--- Tasks to complete ---
1) In two sentences, how would you summarize the excerpt about the tamily's weekend at Tracy Anderson's studio?
2) Can you carry the excerpt about the tamily's weekend at Tracy Anderson's studio forward from its final line?

--- Excerpted text ---
Sure, they interact online, commenting on each other's Instagram videos of that day's leg lifts ("you look gorgeous and strong"). They also FaceTime workouts and text about soreness, or which steamer to get to replicate the humidity of Anderson's studio. But the relationships have grown deeper than that. Some call each other every single day, others proclaim the tamily their very best friends.

Emery Chapman, a core tamily member who owns a bed and breakfast in Maine, told Anderson's assistant that what they really, really dreamed of was to meet up and work out in the same room. "I'm like, tell them I'll host them if they can just get themselves here. I'll teach them all together," Anderson says. There was one caveat, though. "The only bummer is the room only fits 25 people."

So Chapman invited the 25 most dedicated members of the tribe and they flew in from at least four different continents to eat and drink and work out and bond for a weekend in October. Morgen DeMann, a makeup artist and tamily member who lives in midtown Manhattan, volunteered to house some of the crew and host a brunch. "There has been a lot of girl-crushing," she says.

It's the Sunday of the weekend and they're all gathered in the hallway at the studio waiting for their 2 p.m. master class. Behind them, at least two A-list celebrities are working out. But instead of gawk, they'd rather talk about how the Tracy Anderson Method has changed their lives. "Well, the results are huge, so you keep coming back for more," says Chapman. Melissa Rigdon, who traveled from Florida, shows me a before-and-after photo of the 48-pound weight loss she credits to Anderson.

When it's time for class, Anderson comes in wearing a T-shirt that reads "sisTAhood." In person, she's taut and muscular, but also surprisingly sexy and ethereal. She would look great in a flower crown. DeMann calls her a "fairy ninja." "That girl could kick your ass," she says. "She's like a WWE fighter, but looks like a ballerina."

Everyone stands in a kind of receiving line to say hello and take a selfie. Someone records Anderson saying hi to a tamily member who couldn't make it. She talks about how moved she is that everyone came, that they're rooming together, that they really get each other and get her. Anderson chokes up. Next to me, DeMann starts crying and within seconds, at least half the room is in tears.

"Okay," Anderson says, taking a deep breath, and puts on Drake. We start dancing.

Position identification records
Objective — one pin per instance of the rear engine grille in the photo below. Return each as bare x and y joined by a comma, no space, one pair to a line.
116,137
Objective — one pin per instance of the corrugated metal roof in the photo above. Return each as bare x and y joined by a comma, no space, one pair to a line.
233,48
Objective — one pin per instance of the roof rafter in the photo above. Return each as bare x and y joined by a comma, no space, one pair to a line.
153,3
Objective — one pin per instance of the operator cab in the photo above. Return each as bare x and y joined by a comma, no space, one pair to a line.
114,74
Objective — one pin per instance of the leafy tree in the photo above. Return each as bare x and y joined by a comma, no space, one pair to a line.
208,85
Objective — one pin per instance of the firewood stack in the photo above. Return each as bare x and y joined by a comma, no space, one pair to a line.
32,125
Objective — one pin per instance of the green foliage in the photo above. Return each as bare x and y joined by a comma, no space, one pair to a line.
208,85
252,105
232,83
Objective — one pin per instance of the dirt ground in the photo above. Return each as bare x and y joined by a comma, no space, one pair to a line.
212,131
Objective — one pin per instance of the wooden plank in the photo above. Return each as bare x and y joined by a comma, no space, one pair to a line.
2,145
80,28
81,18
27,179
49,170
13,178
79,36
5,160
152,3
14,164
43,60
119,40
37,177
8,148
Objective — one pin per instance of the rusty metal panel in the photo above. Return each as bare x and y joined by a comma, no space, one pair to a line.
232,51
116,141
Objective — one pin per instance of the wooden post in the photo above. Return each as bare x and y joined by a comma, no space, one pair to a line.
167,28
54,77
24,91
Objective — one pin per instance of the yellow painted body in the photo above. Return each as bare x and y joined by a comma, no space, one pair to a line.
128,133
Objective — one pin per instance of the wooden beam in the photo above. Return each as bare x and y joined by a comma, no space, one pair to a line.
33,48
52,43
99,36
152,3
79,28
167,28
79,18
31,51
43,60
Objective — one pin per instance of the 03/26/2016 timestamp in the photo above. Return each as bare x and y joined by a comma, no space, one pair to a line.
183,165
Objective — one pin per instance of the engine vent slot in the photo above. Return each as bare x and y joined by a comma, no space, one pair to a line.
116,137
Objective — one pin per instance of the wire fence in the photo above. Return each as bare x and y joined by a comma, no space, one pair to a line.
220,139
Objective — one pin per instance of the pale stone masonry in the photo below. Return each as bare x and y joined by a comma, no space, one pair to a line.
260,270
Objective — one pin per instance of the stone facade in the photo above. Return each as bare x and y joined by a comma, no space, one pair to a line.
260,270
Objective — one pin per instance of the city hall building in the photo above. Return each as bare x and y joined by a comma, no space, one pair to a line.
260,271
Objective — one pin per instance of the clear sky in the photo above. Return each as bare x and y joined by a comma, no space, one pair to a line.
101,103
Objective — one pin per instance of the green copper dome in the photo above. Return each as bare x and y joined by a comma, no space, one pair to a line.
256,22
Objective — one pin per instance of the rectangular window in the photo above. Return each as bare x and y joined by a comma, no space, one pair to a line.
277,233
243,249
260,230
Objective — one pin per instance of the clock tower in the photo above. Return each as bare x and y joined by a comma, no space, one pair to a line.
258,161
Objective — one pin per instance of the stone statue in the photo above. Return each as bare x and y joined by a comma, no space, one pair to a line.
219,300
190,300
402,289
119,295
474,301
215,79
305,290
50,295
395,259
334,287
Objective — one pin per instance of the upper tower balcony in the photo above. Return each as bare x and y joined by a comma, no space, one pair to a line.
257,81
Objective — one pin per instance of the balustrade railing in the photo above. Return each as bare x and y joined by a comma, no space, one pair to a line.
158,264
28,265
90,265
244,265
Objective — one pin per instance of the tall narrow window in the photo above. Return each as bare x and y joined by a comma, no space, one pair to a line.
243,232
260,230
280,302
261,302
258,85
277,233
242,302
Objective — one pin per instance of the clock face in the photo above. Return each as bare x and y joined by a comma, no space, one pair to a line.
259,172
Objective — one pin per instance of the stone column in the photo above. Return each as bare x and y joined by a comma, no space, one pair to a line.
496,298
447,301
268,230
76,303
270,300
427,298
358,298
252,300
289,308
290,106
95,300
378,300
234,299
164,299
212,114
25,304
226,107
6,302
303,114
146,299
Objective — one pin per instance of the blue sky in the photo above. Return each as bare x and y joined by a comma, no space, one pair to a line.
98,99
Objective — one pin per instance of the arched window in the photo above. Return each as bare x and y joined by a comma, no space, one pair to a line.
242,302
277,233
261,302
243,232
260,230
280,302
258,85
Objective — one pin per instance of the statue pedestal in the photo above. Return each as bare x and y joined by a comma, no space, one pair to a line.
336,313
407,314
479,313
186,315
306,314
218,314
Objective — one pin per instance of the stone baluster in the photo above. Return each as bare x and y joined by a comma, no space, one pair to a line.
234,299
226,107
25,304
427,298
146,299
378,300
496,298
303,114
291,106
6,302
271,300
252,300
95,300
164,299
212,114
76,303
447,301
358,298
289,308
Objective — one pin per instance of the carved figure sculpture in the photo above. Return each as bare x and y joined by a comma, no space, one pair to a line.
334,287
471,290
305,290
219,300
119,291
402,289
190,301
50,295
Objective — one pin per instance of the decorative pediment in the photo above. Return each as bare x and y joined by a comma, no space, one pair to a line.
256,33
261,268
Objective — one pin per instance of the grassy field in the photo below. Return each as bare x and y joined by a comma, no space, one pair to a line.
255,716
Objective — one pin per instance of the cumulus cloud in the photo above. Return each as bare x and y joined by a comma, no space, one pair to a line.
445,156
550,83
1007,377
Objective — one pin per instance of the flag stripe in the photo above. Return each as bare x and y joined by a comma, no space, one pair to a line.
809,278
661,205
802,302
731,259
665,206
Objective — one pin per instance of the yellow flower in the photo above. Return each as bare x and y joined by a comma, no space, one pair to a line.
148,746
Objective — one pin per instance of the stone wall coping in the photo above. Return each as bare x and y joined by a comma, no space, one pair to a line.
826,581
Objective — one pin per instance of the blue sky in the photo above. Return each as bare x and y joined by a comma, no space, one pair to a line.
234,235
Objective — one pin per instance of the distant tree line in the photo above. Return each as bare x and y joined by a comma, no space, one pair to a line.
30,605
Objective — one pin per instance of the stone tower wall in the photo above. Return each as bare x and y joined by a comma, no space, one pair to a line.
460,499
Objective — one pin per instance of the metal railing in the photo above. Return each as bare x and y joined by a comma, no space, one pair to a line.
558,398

--- Outputs by task ---
1) After Emery Chapman invited the 25 most dedicated tamily members, who already keep in touch through Instagram comments, FaceTime workouts and texts, they flew in from at least four continents for an October weekend of working out and bonding. At the Sunday master class, Anderson said how moved she was that everyone came, and at least half the room ended up in tears before she put on Drake and the dancing began.

2)
Now it seems like every celebrity — Kim Kardashian, Lena Dunham, Jennifer Lopez, Victoria Beckham — trains with her.

Before the five studios, the 160 different workout DVDs, and the high-profile clientele, Anderson was a dancer who struggled to keep a dancer's body. The story goes that a couple of decades ago she met a doctor through her then-husband, a professional basketball player, who advocated targeting and strengthening small muscles. She took his advice, she says, to transform her own body. The dancer-to-trainer evolution came when she began working with women around her (Anderson uses the word "studied"), giving them diet advice and designing their exercise programs, creating a different workout every 10 days to keep engaging those smaller muscles. The Tracy Anderson Method was born.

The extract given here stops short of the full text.